SUPPLIED DATA =
>>>>>

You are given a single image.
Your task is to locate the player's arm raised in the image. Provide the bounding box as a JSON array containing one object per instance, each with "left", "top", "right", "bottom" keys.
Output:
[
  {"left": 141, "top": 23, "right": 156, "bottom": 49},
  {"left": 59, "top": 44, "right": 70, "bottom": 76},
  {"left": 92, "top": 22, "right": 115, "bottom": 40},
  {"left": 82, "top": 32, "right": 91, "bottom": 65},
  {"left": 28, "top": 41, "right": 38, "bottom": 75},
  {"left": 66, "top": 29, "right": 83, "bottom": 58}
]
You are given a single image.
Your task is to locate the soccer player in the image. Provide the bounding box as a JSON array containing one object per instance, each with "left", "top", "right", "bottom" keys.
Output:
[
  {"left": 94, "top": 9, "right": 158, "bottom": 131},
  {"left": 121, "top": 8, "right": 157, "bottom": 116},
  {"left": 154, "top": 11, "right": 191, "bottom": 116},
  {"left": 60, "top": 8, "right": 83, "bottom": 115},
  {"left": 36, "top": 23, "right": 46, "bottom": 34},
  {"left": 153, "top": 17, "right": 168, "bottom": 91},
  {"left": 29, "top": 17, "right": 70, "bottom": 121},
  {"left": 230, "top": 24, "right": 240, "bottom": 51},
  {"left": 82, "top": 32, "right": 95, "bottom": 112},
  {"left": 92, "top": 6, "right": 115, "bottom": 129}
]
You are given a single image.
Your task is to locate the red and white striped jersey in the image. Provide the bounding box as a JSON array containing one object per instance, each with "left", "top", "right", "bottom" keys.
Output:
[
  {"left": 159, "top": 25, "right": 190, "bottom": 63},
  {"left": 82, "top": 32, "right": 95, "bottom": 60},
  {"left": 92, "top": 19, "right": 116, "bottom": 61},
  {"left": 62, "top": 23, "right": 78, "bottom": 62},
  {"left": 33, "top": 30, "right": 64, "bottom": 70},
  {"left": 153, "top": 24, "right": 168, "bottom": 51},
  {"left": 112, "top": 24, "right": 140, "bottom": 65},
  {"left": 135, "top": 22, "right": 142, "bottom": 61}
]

<<<<<

Reproduce each record shown above without altering a single word.

RESPONSE TO THE TASK =
You are given a single image.
Your task is to locate the player's arm raised in the image. Provide the bounding box as a JSON array containing one object per instance, each with "left", "top", "right", "bottom" keys.
Output:
[
  {"left": 141, "top": 23, "right": 156, "bottom": 49},
  {"left": 59, "top": 44, "right": 70, "bottom": 76},
  {"left": 92, "top": 22, "right": 115, "bottom": 40},
  {"left": 82, "top": 32, "right": 91, "bottom": 65},
  {"left": 28, "top": 41, "right": 38, "bottom": 75},
  {"left": 66, "top": 29, "right": 83, "bottom": 58}
]
You are given a single image.
Your task is to locate the soccer player in the image. Provide the bounding box as a JSON array containing one object per instance, each with "left", "top", "right", "bottom" keys.
Output:
[
  {"left": 94, "top": 9, "right": 158, "bottom": 131},
  {"left": 121, "top": 8, "right": 157, "bottom": 116},
  {"left": 154, "top": 11, "right": 191, "bottom": 116},
  {"left": 60, "top": 8, "right": 83, "bottom": 115},
  {"left": 36, "top": 23, "right": 46, "bottom": 34},
  {"left": 153, "top": 17, "right": 168, "bottom": 91},
  {"left": 29, "top": 17, "right": 70, "bottom": 121},
  {"left": 230, "top": 24, "right": 240, "bottom": 51},
  {"left": 82, "top": 32, "right": 95, "bottom": 112},
  {"left": 92, "top": 6, "right": 115, "bottom": 129}
]
You are given a single image.
Your task is to locate the red and white striped jersey in the image. Provide the bounding box as a JSON array containing one object per instance, each with "left", "top", "right", "bottom" keys.
Output:
[
  {"left": 159, "top": 25, "right": 190, "bottom": 63},
  {"left": 82, "top": 32, "right": 95, "bottom": 60},
  {"left": 92, "top": 19, "right": 116, "bottom": 61},
  {"left": 62, "top": 23, "right": 78, "bottom": 62},
  {"left": 33, "top": 30, "right": 64, "bottom": 70},
  {"left": 153, "top": 24, "right": 168, "bottom": 51},
  {"left": 112, "top": 24, "right": 140, "bottom": 65},
  {"left": 135, "top": 22, "right": 142, "bottom": 61}
]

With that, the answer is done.